(TEXT PROVIDED)

But I have to be more understanding of my friend’s repulsion of these vegetables because evolution bestowed our genes with what we like and don’t like in foods. Yet the tiny receptors that detect tastes start way back when survival and health were most important to early man.

Take for instance, bitter. There are certain sequences of genes that trigger the taste of bitter and can be inherited from one or both parents. Though we might have receptors (located on the very tips of the taste buds) for tasting bitter in the tongue, it takes certain genes to tell our minds the degrees of bitter, or if bitter is tasted at all. Way back when man evolved, tasting bitter kept the poisonous plants off their menu and has passed on through the ages.

Smell and sight are also necessary to complete the tasting experience, but it is the little buds on the tongue that initially deliver the signal to the brain what chemical we taste as we eat.

You can count five basic ones: sweet, sour, salty, bitter and umami (savory taste found in items such as meat, cheese and even tomatoes).

Each taste sensation has a corresponding receptor on the taste bud that creates flavors we love, hate or for some people, can’t really taste.

Look in the mirror and say AHHHH, and the pink bumps located on the front, back and sides of the tongue are the points of taste sensation.

In fact, every animal with a backbone (except for the woeful hagfish) sports a tongue with taste buds that cater to different tastes.

For instance, birds with their savory taste buds have lost the ability to taste sugars, but nectar-feeding hummingbirds re-evolved them by repurposing the receptors used to taste savory food into sweet tasting ones.

Evolution has it that certain tastes are supposed to entice us to eat what the body needs. This could be a bit illogical when it comes to sugar, but sensing sweet tastes is actually essential to us. The sugar molecule is a component of carbohydrates, a necessary fuel for our body. Modern living has allowed much-too-easy access to simple carbohydrates as humanity munches down foods filled with refined grains and sugar.

It is whole grains and vegetables that need to rev our internal engines, but life has brought us chocolate lava cake and doughnuts, leading the taste buds into mass betrayal.

Same goes for proteins. Savory chemicals are detected in the taste buds, to tell the brain that yes, this contains protein, so eat it to build a strong body. And sour items make the mouth pucker in defiance to acidity since too much is not good for the body.

Salty sensations in the taste buds bring both humans and animals to seek out salt since this mineral is not stored in our body. It is a necessary component for an array of metabolic functions within our body. Unfortunately many packaged foods contain large amounts of salt, and much more is usually consumed than necessary.

Our taste buds, as wonderful they may be, probably are still evolving as we indulge in the incredible taste sensations that pour out at us whenever we sit down to eat.

And in a thousand years, who knows how many tastes we might be sporting on our tongue as we use creativity in preparing our foods, and genes turn on and off with each bite we take.

(End TEXT PROVIDED)
(AVAILABLE DATA)

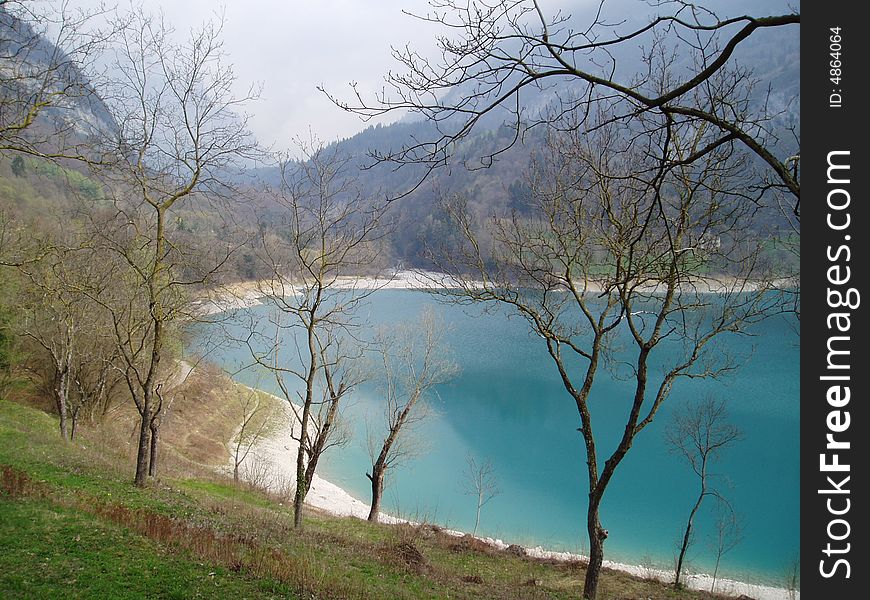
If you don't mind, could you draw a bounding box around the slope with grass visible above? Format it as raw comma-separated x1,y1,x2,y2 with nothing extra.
0,400,748,600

(End AVAILABLE DATA)

■ PROBLEM STATEMENT ■
Answer these questions using the passage on taste buds.
1. Which animal with a backbone does the passage name as the exception to having a tongue with taste buds?
2. What did tasting bitter keep off the menu when man evolved?
3. According to the passage, why do humans and animals seek out salt?

■ OUTPUT BELOW ■
1. The hagfish.
2. Poisonous plants.
3. Because salt is not stored in our body.